> [Problem 1]: Condense the paragraph in the Islay travel text that begins "On the reverse of his map of Scotland of 1573" into a short bulleted list that keeps its main facts.
> [Problem 2]: From the Islay travel text, return the stretch from "going to happen." through "local blue stone.", word for word.

> [Text to read]:
Start

There is something else on Islay to renew the heart. We had not driven

many miles out of Port Askaig when my wife braked to put her binoculars

on the geese in the field. Islay's geese population in winter is at

least three times the human population. We will see and hear a lot more

about these visitors later.

On the reverse of his map of Scotland of 1573 Abraham Ortelius wrote:

''Maxima omnium & nominatissima Ila est, frumenti ferax, & metalli dives

-- The greatest and most renowned is Ila, fertile for grain, and rich in

minerals''. The island is about 20 miles long and 20 broad, with Loch

Indaal and Laggan Bay biting into the land in the west and Loch Gruinart

running a long way in from the north. It lacks spectacular bens like

neighbouring Jura, with the highest peak at 1609 feet, but has 150 lochs

and enough peat bog to keep the whole of Scotland warmed for many years.

The minerals Ortelius referred to are the lead, copper, and silver which

have been mined on Islay.

We stayed with Alasdair and Rachel Whyte and their daughter Emma at

Glenmachrie Farmhouse, four miles from Port Ellen and six miles from

Bowmore, the island's capital. The Gaelic-speaking Whyte family are a

heartening example of Islay regeneration. Alasdair worked in

Bunnahabhain distillery on the island before being transferred to the

northern mainland by Highland Distillers. When he was made redundant the

family returned to their Glenmachrie farm on Islay.

The house has been extended and restored, with en suite facilities and

a library of books on Islay. After a Taste of Scotland dinner using

local produce (probably the best food I have ever had in the Hebrides)

you can have a ceilidh in the sitting-room, with Emma, in her last year

at Bowmore school, playing Islay airs on the accordion and her parents

telling you stories of island life and times.

One of Rachel's stories, which is rapidly achieving the status of a

folk-tale, and will translate nicely into Gaelic, is about the day she

and her family were at a window in Glenmachrie, watching the Prince of

Wales piloting in the plane to the airport that lies adjacent to the

farm. She didn't need to have second sight to know that something was

going to happen.

To help her guests tune into the ancient history of Islay, Rachel

sends them along the coast to Kildalton. There, in a small graveyard,

stands one of our national treasures. The nine-foot-high Kildalton High

Cross is the only surviving high cross in Scotland, carved about AD 800,

probably by a sculptor from Iona, from the local blue stone.

The biblical scene on the front of the cross, which more than a

thousand years of storms have failed to deface, includes the Virgin and

Child, and David and the Lion. The Red Indians rubbed their spines

against sacred stones to renew their energy levels, and Rachel is

convinced that contact with the Kildalton stone transmits the peace and

energy of the early Christians who worshipped under it.

But they also endured violence and death. A legend associated with the

Kildalton Cross claims that when Texa Island was raided by the rapacious

Norsemen, the monks and nuns fled inwards with the treasures of the

monastery and nunnery, leaving the abbot and abbess to plead with the

raiders. The Norsemen tortured them, then departed, leaving the people

of Islay to bury their martyred bodies at the present site of the

Kildalton Cross.

End

[Data records]
Start

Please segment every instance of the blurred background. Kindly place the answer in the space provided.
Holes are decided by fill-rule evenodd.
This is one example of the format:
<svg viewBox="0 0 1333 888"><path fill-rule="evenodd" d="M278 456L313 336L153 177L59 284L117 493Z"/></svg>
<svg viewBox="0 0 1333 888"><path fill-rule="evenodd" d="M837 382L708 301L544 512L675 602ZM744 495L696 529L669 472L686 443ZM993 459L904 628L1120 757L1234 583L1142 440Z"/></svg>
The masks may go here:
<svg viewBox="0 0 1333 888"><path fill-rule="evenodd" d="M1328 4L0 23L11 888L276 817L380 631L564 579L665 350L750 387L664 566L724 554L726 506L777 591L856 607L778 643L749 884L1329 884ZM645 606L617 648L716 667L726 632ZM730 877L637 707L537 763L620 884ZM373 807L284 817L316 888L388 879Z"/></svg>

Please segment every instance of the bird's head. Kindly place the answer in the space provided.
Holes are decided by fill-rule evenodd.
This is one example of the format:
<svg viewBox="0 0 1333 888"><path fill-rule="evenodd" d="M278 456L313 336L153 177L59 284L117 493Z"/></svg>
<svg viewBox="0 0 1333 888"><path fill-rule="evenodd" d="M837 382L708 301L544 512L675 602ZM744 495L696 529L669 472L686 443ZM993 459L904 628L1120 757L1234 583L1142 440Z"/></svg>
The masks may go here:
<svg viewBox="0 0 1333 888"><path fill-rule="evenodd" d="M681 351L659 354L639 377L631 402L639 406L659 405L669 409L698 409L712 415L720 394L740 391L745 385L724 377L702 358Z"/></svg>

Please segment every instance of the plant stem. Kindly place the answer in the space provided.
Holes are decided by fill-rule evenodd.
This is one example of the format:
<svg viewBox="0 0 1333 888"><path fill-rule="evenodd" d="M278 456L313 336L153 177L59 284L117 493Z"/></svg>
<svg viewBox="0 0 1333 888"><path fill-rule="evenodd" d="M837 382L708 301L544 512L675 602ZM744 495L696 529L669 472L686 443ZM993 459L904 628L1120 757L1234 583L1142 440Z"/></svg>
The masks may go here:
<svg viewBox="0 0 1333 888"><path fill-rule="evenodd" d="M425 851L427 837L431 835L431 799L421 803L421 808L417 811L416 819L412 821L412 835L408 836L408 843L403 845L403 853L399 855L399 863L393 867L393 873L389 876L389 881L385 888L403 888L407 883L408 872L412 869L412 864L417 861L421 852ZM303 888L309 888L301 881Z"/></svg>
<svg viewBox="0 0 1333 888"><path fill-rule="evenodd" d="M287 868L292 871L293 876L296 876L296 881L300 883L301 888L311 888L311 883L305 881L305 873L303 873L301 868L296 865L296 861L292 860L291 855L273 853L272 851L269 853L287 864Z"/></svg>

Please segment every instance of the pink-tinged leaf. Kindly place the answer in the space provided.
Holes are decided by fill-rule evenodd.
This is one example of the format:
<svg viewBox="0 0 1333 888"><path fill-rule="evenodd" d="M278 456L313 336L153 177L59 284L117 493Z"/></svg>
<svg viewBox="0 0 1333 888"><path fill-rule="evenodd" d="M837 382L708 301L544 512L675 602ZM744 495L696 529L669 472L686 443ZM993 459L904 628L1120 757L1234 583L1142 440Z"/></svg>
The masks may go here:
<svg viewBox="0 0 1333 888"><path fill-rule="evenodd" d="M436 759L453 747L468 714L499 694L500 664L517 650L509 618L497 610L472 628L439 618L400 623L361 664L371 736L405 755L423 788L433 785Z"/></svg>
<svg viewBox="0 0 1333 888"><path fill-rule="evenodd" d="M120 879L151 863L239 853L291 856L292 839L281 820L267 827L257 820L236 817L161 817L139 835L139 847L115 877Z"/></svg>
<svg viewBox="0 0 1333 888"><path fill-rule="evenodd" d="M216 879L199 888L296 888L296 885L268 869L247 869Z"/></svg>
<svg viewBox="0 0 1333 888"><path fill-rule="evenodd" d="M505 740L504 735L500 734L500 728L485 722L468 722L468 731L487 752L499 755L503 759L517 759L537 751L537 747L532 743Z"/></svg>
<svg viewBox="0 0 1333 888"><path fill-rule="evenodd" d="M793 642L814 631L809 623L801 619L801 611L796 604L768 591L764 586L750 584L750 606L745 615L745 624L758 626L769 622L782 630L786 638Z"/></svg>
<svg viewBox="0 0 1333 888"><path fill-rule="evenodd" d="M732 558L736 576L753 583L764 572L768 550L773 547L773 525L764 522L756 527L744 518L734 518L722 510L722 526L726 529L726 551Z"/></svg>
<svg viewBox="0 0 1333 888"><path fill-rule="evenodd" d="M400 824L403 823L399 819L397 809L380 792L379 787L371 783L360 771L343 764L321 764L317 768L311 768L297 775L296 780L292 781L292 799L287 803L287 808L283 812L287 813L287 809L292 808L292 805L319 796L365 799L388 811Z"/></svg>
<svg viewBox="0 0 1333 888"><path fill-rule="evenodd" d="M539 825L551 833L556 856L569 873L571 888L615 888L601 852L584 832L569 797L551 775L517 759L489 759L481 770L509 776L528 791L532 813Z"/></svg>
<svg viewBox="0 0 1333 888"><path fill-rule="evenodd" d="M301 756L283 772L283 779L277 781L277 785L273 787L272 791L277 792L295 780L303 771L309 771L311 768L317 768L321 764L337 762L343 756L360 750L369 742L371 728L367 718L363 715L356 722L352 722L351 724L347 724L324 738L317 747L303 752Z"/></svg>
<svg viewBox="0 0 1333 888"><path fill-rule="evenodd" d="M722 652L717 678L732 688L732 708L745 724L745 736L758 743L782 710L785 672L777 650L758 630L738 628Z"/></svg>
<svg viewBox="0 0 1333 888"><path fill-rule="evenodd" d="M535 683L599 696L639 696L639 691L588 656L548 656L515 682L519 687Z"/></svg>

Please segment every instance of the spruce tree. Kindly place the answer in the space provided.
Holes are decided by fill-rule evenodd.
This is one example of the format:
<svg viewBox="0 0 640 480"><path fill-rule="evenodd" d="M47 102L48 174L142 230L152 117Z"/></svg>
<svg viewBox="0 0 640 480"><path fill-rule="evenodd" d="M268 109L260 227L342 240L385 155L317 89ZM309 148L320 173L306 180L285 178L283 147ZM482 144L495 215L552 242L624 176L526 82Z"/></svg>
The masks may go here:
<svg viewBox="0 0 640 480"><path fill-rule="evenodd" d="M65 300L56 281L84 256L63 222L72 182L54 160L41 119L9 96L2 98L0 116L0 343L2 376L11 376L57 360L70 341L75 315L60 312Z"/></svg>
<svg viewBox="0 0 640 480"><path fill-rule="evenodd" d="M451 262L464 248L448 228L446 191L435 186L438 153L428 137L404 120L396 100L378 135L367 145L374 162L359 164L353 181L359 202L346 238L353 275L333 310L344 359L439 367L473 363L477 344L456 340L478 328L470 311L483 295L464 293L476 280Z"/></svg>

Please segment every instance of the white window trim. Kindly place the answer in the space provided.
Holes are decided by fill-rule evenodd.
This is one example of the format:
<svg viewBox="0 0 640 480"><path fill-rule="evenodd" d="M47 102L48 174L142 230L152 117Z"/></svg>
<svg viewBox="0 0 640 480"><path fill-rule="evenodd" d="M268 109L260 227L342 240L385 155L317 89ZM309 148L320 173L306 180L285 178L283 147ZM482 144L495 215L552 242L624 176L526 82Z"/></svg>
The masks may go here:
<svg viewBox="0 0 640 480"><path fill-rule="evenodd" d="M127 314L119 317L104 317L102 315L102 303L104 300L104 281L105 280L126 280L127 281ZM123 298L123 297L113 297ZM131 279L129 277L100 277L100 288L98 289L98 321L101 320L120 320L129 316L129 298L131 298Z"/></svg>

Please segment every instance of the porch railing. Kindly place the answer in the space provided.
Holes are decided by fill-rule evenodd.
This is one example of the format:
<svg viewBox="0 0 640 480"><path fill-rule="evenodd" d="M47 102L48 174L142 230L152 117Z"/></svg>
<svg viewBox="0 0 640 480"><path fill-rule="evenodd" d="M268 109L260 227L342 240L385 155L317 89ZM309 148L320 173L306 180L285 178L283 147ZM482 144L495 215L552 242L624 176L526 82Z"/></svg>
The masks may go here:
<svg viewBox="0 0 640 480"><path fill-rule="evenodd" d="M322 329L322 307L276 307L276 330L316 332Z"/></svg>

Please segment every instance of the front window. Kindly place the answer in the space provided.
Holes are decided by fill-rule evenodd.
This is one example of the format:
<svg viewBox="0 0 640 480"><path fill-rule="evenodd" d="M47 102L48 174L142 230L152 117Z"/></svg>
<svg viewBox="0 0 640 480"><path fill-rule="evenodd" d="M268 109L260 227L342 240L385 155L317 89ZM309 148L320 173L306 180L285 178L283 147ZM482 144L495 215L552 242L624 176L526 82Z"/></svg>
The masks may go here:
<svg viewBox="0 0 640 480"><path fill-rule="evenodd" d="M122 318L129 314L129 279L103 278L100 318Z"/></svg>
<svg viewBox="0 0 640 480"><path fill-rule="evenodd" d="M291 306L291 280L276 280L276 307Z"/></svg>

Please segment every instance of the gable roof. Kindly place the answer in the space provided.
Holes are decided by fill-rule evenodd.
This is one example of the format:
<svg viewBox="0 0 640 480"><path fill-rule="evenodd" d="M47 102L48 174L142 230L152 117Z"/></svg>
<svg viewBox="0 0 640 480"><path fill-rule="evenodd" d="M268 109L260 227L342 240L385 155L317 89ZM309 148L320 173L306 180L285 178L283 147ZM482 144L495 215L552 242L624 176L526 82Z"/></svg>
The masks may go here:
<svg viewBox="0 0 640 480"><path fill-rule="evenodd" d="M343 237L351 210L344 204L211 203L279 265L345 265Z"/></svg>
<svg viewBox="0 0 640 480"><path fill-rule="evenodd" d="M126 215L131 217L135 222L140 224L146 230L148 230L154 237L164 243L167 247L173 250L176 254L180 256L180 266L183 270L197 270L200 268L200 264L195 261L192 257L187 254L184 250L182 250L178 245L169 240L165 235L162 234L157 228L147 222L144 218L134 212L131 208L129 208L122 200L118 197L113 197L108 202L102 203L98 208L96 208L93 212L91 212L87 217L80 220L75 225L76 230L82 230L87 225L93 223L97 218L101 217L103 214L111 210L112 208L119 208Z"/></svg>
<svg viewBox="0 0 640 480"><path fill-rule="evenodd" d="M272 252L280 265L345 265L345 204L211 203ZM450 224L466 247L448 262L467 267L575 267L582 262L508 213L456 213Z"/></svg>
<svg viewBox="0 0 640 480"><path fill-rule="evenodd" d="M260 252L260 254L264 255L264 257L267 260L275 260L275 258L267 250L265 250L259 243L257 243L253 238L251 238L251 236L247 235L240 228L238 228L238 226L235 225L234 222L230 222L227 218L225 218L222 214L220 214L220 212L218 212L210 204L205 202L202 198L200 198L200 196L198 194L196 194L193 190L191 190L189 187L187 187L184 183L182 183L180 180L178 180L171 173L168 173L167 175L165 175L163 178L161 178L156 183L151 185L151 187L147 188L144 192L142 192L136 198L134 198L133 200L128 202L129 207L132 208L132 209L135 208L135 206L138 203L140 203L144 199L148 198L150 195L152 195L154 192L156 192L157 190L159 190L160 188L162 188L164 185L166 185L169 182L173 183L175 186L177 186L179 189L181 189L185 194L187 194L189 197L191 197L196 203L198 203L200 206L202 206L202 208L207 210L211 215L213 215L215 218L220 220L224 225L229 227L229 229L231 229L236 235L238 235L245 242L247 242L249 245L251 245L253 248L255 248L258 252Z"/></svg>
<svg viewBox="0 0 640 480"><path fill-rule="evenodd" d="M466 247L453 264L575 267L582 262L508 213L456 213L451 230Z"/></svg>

End

> [Full response 1]:
- On the back of his 1573 map of Scotland, Abraham Ortelius called Ila the greatest and most renowned island, fertile for grain and rich in minerals.
- The island is about 20 miles long and 20 miles broad.
- Loch Indaal and Laggan Bay cut into it from the west, and Loch Gruinart runs far in from the north.
- It has no spectacular bens like neighboring Jura, and its highest peak is 1609 feet.
- It has 150 lochs and enough peat bog to keep all of Scotland warm for many years.
- The minerals Ortelius mentioned are lead, copper, and silver, which have been mined there.

> [Full response 2]:
going to happen.

To help her guests tune into the ancient history of Islay, Rachel

sends them along the coast to Kildalton. There, in a small graveyard,

stands one of our national treasures. The nine-foot-high Kildalton High

Cross is the only surviving high cross in Scotland, carved about AD 800,

probably by a sculptor from Iona, from the local blue stone.